▶ **SOURCE EXCERPT**
-- begin --

# David Lynch MFA in Screenwriting



## courteroy (Jun 22, 2020)

Hey Guys,

Have any of you applied to or attended the MIU David Lynch program? I'm going to apply in the Spring for Fall 2021 because I love the way it works. Basically, you do everything online so you can live anywhere. You do a ten day residency at the school in Iowa each semester, but aside from that you have your freedom. 

It's a hippie dippie school in that it is named after the guru that founded transcendental meditation. My concern is that it is accredited, but I don't know if the organization that accredited it is one that would be recognized and accepted by future PhD programs. Does anyone know how you figure this sort of thing out? I don't know that I'll ever want to get my PhD, but I also want to leave that door open in case I do choose to go that route.

Here's the link and info package for the program for anyone that might be interested. It isn't too late to apply for Fall 2020.






						David Lynch Low-Residency MFA in Screenwriting | Maharishi University
					

You grow personally while you sharpen your writing skills and gain access to deeper levels of your creativity, discovering how, as David Lynch says, to catch the big fish.




					www.miu.edu


----------



## SalvatoreBrown (Jul 3, 2020)

Hi courteroy--

I'm in the same boat but don’t really have any answers. I’m accepted for the MIU David Lynch Screenwriting MFA (starting in August) and have to declare intent on Monday. Are you talking about screenwriting or are you referring to the other program? Cinematic Arts MA I think?

It’s been hard to find anything at all on-line about the program, but this is what I found concerning accreditation—>

MIU’s landing page says it’s accredited by the Higher Learning Commission, which apparently is one of the major regional accreditation agencies, started in 1895 — and recognized by the USDE & CHEA.

-- end --

▶ **EXERCISE 1**
Format the entries as a JSON list of strings, one string per line with blank lines omitted, covering everything from the first line of the entries down to the line containing "117 17 L 118", both included.
The forum thread and the entries have no connection to each other.

▶ **STORED ROWS**
-- begin --

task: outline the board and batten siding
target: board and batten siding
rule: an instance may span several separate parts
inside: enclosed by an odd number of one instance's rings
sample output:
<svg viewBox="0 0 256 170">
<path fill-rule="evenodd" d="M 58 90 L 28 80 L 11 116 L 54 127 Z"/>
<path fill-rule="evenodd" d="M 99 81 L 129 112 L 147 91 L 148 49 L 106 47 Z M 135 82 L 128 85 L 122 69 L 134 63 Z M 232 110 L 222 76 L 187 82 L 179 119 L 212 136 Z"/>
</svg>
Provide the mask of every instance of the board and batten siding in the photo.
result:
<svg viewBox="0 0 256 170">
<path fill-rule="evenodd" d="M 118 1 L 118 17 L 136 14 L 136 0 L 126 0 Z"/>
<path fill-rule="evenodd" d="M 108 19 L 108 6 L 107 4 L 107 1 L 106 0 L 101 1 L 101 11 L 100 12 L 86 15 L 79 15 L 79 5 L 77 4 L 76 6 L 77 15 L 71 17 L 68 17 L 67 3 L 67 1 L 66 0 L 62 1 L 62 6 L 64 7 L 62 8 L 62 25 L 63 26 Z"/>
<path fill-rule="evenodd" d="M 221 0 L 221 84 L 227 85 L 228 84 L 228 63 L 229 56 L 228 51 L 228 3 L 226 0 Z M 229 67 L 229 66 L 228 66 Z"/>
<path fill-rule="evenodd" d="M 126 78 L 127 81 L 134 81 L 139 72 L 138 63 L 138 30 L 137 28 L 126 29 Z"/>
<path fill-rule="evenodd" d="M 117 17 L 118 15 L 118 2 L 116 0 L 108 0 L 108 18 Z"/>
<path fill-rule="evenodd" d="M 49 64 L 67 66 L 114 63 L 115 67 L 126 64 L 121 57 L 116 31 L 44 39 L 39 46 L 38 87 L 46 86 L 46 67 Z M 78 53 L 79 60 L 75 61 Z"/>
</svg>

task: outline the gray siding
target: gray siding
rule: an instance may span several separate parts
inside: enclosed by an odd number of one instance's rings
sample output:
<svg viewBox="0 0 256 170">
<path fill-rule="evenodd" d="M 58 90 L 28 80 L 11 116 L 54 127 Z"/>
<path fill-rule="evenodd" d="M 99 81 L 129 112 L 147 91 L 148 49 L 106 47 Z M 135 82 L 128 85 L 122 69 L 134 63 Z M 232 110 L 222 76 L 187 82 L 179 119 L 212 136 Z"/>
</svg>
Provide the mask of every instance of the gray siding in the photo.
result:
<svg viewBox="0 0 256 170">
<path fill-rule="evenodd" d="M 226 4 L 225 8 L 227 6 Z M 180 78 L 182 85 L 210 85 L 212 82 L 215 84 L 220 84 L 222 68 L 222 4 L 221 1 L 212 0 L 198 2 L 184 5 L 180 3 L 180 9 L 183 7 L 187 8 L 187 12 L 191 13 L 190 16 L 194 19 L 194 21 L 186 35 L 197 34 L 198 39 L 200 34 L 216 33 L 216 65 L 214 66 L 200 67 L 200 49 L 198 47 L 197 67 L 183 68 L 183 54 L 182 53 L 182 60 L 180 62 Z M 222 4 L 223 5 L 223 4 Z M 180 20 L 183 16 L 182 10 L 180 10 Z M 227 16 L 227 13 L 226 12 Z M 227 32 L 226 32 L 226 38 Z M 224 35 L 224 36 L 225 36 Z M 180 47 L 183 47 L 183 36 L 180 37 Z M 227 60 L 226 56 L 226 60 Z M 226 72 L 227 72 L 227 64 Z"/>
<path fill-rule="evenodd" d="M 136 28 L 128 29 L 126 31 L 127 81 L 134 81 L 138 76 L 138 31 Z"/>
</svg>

-- end --

▶ **EXERCISE 2**
According to the forum thread, which agency does MIU's landing page name as its accreditor?

▶ **TASK ANSWER 1**
[
  "task: outline the board and batten siding",
  "target: board and batten siding",
  "rule: an instance may span several separate parts",
  "inside: enclosed by an odd number of one instance's rings",
  "sample output:",
  "<svg viewBox=\"0 0 256 170\">",
  "<path fill-rule=\"evenodd\" d=\"M 58 90 L 28 80 L 11 116 L 54 127 Z\"/>",
  "<path fill-rule=\"evenodd\" d=\"M 99 81 L 129 112 L 147 91 L 148 49 L 106 47 Z M 135 82 L 128 85 L 122 69 L 134 63 Z M 232 110 L 222 76 L 187 82 L 179 119 L 212 136 Z\"/>",
  "</svg>",
  "Provide the mask of every instance of the board and batten siding in the photo.",
  "result:",
  "<svg viewBox=\"0 0 256 170\">",
  "<path fill-rule=\"evenodd\" d=\"M 118 1 L 118 17 L 136 14 L 136 0 L 126 0 Z\"/>",
  "<path fill-rule=\"evenodd\" d=\"M 108 19 L 108 6 L 107 4 L 107 1 L 106 0 L 101 1 L 101 11 L 100 12 L 86 15 L 79 15 L 79 5 L 77 4 L 76 6 L 77 15 L 71 17 L 68 17 L 67 3 L 67 1 L 66 0 L 62 1 L 62 6 L 64 7 L 62 8 L 62 25 L 63 26 Z\"/>",
  "<path fill-rule=\"evenodd\" d=\"M 221 0 L 221 84 L 227 85 L 228 84 L 228 63 L 229 56 L 228 51 L 228 3 L 226 0 Z M 229 67 L 229 66 L 228 66 Z\"/>",
  "<path fill-rule=\"evenodd\" d=\"M 126 78 L 127 81 L 134 81 L 139 72 L 138 63 L 138 30 L 137 28 L 126 29 Z\"/>",
  "<path fill-rule=\"evenodd\" d=\"M 117 17 L 118 15 L 118 2 L 116 0 L 108 0 L 108 18 Z\"/>"
]

▶ **TASK ANSWER 2**
The Higher Learning Commission.